# Love in Music Genres

## Overview

The main purpose of this project is to draw some general conclusions about how artists in different musical genres approach the theme of love in their songs.

To achieve this goal, the project will examine a dataset of songs, searching for patterns that repeat within the same musical genre and that best represent the topic of love, but are also distinctive for the genre itself.

To do this, we will follow the following steps:

1. Construction of the dataset (of love songs only, divided by genre)
2. Retrieval of the lyrics for each song
3. Obtaining for each song the keywords related to the concept of love (two techniques will be used: word2vec and the study of features from a LinearSVC classifier trained on the dataset)

▸ **Stored entries**:
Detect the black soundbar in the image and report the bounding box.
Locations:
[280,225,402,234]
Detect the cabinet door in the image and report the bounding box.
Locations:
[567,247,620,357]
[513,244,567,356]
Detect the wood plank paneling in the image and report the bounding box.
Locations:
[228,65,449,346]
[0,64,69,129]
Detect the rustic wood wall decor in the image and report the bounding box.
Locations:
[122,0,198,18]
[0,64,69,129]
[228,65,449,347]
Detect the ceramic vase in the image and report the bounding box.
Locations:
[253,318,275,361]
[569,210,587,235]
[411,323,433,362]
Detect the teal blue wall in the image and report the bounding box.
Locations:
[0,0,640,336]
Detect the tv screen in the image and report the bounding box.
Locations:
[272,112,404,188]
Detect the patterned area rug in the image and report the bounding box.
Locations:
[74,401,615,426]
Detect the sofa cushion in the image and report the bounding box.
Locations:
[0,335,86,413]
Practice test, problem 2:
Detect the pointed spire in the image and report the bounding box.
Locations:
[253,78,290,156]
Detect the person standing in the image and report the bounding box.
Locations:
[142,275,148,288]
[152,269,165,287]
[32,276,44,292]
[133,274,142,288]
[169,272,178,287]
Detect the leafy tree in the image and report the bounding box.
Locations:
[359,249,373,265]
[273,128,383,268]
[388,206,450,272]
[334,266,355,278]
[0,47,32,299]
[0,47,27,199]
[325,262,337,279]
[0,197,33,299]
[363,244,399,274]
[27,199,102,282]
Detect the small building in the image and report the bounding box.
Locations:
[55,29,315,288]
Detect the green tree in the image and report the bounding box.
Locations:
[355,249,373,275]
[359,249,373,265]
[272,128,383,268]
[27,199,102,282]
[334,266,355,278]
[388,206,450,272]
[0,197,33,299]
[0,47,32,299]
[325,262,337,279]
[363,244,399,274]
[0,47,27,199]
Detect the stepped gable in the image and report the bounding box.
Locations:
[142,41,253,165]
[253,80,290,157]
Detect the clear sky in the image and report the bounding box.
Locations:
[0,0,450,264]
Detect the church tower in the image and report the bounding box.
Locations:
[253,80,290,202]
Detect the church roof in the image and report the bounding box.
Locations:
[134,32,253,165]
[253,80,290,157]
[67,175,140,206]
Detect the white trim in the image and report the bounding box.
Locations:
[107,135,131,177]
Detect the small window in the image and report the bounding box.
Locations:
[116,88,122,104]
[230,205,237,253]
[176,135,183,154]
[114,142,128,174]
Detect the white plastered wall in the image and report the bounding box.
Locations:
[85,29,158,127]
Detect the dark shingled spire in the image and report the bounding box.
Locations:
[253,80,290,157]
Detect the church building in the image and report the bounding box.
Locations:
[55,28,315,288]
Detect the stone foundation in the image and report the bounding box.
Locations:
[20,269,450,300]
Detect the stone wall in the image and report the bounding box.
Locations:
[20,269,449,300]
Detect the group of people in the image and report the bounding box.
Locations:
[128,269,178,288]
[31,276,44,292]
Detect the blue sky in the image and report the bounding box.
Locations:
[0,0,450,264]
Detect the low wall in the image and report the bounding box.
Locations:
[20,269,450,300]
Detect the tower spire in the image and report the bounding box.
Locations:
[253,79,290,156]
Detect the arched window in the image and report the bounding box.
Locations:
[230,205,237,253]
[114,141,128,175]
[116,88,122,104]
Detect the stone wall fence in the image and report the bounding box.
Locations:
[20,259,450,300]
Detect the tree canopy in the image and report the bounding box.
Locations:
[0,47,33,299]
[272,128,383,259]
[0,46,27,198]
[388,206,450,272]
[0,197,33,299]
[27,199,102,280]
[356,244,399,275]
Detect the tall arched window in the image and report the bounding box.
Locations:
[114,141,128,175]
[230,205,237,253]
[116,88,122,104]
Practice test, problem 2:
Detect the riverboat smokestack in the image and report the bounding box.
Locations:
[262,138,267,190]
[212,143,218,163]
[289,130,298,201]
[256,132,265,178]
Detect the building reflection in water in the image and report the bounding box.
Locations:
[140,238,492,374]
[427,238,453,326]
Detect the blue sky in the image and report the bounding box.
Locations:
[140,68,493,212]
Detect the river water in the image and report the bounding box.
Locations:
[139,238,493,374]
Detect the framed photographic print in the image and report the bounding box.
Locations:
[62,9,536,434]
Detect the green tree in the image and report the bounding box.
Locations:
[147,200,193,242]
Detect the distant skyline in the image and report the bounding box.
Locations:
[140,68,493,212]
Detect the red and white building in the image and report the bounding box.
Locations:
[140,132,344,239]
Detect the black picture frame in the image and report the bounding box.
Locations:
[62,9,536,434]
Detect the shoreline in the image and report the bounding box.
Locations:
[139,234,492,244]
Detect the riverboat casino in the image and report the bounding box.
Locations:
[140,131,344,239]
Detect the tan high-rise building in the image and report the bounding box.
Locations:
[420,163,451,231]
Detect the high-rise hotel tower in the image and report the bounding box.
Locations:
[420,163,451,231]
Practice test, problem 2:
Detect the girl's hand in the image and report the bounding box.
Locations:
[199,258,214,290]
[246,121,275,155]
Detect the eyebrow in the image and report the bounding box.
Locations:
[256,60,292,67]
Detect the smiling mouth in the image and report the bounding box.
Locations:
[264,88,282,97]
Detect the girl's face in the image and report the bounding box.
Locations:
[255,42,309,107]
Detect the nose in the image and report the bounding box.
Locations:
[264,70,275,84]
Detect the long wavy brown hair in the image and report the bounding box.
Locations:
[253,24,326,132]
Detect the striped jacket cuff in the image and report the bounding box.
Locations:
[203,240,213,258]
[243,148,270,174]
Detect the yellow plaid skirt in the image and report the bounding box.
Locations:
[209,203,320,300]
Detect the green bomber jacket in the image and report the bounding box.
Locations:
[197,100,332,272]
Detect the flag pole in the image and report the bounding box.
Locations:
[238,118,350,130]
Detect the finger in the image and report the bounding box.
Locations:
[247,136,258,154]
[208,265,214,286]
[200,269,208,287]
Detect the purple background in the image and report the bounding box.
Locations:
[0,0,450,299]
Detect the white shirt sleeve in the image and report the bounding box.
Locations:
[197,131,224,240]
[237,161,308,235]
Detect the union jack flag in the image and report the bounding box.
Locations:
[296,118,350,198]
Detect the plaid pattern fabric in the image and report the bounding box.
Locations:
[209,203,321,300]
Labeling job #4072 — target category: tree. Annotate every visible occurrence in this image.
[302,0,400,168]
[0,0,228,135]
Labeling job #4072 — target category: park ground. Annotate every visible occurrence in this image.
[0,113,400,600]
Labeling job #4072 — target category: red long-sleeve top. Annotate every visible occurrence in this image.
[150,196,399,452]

▸ **TASKS FOR THIS EXERCISE**:
1. Reproduce the part of the overview on love in music genres that opens with the words "The main purpose" and closes with "in their songs.".
2. List every numbered step that the overview on love in music genres says the project will follow.

▸ **RESULTS FOR THE EXERCISE**:
1.
The main purpose of this project is to draw some general conclusions about how artists in different musical genres approach the theme of love in their songs.

2.
1. Construction of the dataset (of love songs only, divided by genre)
2. Retrieval of the lyrics for each song
3. Obtaining for each song the keywords related to the concept of love (two techniques will be used: word2vec and the study of features from a LinearSVC classifier trained on the dataset)